EXERCISE BRIEF - Copy out the records from their first line through the line containing "point(54, 163)", with both of those lines included. Shift every coordinate in the answer points by -71, and keep all other lines unchanged.

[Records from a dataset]

════════

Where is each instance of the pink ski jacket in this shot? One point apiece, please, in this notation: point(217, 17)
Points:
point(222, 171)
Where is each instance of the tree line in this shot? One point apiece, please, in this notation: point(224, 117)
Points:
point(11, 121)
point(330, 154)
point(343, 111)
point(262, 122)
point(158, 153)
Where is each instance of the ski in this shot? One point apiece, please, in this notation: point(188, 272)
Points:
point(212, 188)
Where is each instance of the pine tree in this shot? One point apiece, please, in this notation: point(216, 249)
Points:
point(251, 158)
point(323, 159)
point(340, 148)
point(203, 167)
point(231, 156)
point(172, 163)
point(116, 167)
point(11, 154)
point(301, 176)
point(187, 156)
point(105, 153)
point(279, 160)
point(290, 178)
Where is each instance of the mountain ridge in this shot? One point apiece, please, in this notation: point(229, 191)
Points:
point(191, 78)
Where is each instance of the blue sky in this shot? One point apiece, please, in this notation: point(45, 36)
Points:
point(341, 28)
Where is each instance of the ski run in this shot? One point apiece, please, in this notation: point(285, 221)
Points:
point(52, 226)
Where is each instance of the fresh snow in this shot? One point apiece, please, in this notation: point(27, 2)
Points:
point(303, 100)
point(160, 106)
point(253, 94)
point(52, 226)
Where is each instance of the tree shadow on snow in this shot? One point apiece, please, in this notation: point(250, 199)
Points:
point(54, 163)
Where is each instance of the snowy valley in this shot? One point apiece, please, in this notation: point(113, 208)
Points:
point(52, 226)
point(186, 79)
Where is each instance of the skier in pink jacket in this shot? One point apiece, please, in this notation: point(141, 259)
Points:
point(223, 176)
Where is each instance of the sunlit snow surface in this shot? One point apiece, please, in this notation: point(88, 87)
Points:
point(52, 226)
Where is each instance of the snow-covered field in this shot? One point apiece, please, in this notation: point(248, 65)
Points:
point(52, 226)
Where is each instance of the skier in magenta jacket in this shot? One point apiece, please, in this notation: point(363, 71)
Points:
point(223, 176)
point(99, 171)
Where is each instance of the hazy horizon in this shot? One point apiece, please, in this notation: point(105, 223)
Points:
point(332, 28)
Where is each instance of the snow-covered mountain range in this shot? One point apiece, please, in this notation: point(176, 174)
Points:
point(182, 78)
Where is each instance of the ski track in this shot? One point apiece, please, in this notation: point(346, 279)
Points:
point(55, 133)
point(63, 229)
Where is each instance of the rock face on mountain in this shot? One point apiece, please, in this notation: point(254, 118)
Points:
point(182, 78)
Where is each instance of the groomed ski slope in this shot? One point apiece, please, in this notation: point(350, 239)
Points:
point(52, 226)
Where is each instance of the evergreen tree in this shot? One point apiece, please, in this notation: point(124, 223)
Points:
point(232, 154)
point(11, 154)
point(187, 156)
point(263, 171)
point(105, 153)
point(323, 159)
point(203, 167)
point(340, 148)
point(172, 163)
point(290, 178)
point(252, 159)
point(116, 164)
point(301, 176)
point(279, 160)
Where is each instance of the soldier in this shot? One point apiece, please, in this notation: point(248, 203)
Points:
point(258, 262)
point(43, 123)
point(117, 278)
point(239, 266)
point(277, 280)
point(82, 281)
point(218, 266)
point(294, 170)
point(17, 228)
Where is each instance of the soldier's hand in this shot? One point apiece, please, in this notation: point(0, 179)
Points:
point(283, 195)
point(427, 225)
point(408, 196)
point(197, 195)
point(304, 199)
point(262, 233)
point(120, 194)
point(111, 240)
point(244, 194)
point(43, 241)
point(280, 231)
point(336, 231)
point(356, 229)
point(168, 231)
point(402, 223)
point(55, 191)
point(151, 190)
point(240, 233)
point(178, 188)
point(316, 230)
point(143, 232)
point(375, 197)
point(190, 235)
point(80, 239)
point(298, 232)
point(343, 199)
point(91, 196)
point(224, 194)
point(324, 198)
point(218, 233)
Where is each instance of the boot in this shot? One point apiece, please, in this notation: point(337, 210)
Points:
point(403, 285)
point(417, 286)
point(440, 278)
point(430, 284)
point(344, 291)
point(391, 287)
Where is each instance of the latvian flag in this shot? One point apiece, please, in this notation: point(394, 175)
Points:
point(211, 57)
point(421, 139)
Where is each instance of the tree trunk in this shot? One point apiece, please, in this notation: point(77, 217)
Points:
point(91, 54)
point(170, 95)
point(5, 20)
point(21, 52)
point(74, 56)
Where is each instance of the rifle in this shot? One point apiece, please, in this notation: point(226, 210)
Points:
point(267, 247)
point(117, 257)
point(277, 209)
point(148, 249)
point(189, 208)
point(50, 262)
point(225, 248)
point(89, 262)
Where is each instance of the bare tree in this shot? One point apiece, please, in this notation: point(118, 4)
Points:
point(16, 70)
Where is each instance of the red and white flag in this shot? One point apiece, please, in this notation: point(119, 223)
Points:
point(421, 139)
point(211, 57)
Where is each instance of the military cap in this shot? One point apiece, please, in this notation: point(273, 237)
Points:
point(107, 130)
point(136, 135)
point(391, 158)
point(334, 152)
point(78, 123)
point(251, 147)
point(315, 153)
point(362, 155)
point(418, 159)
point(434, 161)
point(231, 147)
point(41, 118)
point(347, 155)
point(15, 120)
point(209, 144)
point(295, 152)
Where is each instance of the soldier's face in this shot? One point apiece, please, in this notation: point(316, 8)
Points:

════════

ANSWER IN FULL -
Where is each instance of the pink ski jacket in this shot? One point apiece, please, in this notation: point(217, 17)
Points:
point(151, 100)
Where is each instance of the tree line in this shot? One point apiece, please, in this notation: point(224, 117)
Points:
point(-60, 50)
point(259, 83)
point(272, 40)
point(191, 51)
point(87, 82)
Where is each instance of the ski in this shot? One point apiece, please, in this notation: point(188, 272)
Points:
point(141, 117)
Where is each instance of the pine tree in this shot? One point apiece, please, in this notation: point(216, 249)
Points:
point(180, 87)
point(252, 88)
point(269, 77)
point(132, 96)
point(160, 85)
point(101, 92)
point(45, 96)
point(-60, 83)
point(230, 105)
point(116, 85)
point(34, 82)
point(208, 89)
point(219, 107)
Where is each instance of the mountain ridge in this shot? One point apiece, please, in this notation: point(229, 191)
Points:
point(120, 7)
Where is each instance of the blue sky in this shot? One point apiece, please, in this notation: point(45, 36)
Points:
point(270, -43)
Where is each instance of the ski run in this shot? One point apiece, please, in this notation: point(285, 221)
Points:
point(-19, 155)
Where is each instance of the fresh snow in this shot? One point apiece, please, in this notation: point(27, 2)
Points:
point(232, 29)
point(89, 35)
point(182, 23)
point(-19, 155)
Where is each instance of the tree shadow on snow in this shot? One point apiece, please, in this notation: point(250, 199)
Points:
point(-17, 92)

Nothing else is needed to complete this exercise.